Set down, without alteration, the lines from the one that contains "the window pane" through the final line of the material below.

-- begin Available records --

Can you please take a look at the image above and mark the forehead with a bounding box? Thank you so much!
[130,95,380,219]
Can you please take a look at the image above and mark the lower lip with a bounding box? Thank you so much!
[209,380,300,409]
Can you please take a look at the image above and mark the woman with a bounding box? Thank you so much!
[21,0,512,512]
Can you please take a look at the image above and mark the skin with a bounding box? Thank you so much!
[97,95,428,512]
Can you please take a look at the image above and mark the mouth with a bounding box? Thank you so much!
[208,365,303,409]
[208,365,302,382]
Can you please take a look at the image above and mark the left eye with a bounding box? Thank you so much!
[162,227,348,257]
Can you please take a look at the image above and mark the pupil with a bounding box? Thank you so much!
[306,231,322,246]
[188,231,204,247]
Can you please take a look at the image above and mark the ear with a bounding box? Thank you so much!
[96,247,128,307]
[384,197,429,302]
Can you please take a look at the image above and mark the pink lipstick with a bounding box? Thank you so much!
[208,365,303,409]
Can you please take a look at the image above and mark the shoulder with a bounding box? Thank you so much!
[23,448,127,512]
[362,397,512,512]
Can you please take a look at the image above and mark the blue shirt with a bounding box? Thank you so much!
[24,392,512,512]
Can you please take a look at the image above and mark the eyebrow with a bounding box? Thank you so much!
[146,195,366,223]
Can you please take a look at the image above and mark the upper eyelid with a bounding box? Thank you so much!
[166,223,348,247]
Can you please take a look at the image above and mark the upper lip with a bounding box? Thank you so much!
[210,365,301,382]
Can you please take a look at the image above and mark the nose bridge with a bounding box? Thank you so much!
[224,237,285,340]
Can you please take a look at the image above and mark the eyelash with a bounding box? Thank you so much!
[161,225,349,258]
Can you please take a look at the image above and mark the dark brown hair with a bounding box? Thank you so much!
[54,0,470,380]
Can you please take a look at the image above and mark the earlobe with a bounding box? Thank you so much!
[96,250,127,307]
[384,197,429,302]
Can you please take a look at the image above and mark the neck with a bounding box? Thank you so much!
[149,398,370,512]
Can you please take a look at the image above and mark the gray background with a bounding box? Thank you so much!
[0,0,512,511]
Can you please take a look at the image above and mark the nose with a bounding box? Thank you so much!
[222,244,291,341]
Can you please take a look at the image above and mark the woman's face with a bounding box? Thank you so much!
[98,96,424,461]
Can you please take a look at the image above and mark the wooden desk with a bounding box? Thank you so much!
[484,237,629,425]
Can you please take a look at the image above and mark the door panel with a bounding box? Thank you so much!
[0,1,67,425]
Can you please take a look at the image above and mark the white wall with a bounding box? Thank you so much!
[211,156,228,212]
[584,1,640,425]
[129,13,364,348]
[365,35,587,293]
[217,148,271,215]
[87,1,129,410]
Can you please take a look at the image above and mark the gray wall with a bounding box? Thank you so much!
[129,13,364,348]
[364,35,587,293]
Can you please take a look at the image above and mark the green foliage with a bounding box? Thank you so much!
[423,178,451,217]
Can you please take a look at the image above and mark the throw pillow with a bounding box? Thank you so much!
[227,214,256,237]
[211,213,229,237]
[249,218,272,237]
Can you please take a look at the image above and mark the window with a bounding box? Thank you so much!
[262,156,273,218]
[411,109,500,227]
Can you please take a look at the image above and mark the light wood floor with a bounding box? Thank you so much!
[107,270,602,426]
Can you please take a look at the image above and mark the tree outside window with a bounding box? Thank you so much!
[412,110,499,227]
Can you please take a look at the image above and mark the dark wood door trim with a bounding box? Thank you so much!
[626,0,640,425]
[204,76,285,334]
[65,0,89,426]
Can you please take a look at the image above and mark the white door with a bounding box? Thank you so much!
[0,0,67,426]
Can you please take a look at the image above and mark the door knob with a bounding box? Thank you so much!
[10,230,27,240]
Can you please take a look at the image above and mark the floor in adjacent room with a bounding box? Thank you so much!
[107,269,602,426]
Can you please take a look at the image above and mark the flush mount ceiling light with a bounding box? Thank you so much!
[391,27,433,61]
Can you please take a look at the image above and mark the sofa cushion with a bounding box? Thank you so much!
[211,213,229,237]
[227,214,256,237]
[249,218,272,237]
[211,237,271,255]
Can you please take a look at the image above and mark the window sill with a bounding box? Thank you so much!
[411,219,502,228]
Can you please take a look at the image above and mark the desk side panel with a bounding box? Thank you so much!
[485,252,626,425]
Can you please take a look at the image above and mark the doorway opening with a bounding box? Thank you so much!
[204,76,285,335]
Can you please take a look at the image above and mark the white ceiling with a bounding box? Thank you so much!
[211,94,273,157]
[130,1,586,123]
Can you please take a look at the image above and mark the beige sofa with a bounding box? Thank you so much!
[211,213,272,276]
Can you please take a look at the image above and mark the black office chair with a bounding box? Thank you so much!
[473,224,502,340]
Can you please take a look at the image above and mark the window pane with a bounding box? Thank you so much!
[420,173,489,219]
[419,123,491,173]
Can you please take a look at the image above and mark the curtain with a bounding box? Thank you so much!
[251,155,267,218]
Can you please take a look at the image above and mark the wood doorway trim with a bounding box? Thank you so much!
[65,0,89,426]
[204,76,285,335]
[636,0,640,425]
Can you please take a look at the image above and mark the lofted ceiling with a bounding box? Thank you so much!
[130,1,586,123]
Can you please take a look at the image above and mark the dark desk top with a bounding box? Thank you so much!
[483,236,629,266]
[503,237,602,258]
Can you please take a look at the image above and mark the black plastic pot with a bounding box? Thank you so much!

-- end Available records --

# Solved problem
Can you please take a look at the image above and mark the window pane with a bounding box? Thank you so much!
[420,173,489,219]
[419,123,491,173]
Can you please take a look at the image above and mark the curtain with a bounding box? Thank you so much!
[251,155,267,218]
Can you please take a look at the image above and mark the wood doorway trim with a bounding box? Thank you so much!
[65,0,89,426]
[204,76,285,335]
[636,0,640,425]
Can you please take a look at the image above and mark the lofted ceiling with a bounding box? Thank you so much!
[130,1,586,123]
Can you please take a look at the image above and mark the dark desk top with a bounding box? Thank you so much!
[483,236,629,266]
[503,237,602,258]
Can you please take a look at the image above and mark the black plastic pot with a bounding box? Thank you so much!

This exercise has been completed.